=== Exercise instructions ===
Look through the data below. Show each line where the string "mirror" occurs.

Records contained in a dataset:
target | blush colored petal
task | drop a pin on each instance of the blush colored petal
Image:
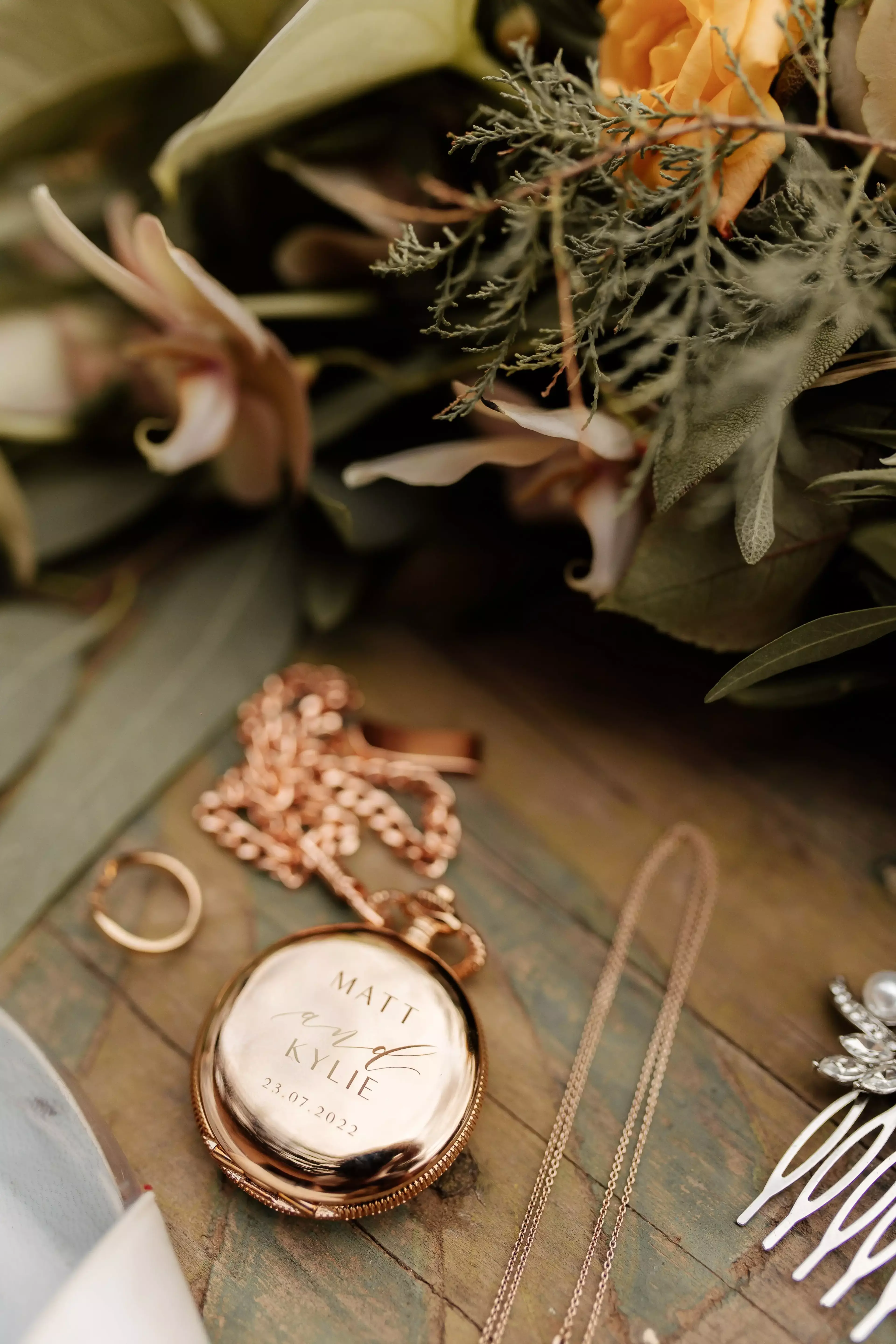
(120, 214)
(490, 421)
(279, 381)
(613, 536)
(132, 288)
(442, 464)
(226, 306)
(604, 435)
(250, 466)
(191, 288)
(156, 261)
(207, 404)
* * *
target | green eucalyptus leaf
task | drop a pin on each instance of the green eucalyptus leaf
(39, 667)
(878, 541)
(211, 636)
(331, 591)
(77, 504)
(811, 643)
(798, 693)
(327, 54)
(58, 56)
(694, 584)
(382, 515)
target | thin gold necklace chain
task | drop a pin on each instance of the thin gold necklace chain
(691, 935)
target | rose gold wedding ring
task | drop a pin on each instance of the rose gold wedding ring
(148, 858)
* * *
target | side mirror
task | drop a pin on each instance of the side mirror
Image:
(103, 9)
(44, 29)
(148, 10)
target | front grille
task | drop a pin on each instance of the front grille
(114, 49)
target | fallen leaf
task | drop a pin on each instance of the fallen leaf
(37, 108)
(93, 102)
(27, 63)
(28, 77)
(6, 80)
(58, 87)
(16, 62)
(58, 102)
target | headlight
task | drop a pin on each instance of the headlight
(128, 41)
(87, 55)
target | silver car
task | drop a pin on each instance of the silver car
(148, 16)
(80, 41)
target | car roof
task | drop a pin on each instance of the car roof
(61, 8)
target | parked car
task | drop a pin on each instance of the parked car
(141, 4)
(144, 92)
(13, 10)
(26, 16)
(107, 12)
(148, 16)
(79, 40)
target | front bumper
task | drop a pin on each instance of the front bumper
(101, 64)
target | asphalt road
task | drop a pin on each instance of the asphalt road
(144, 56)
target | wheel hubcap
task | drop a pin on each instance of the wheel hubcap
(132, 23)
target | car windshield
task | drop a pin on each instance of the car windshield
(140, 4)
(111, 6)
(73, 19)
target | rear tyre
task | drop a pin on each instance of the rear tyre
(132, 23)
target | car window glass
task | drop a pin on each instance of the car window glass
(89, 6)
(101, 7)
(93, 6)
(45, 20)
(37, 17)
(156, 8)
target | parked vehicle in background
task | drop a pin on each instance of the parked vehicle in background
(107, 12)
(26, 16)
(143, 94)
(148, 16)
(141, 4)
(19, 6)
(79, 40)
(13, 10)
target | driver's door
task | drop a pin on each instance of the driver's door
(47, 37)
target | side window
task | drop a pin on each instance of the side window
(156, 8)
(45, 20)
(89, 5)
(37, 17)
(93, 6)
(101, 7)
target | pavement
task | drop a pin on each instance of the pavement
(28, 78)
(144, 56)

=== Answer space ===
target | side mirror
task | drop a pin on each instance of the side mirror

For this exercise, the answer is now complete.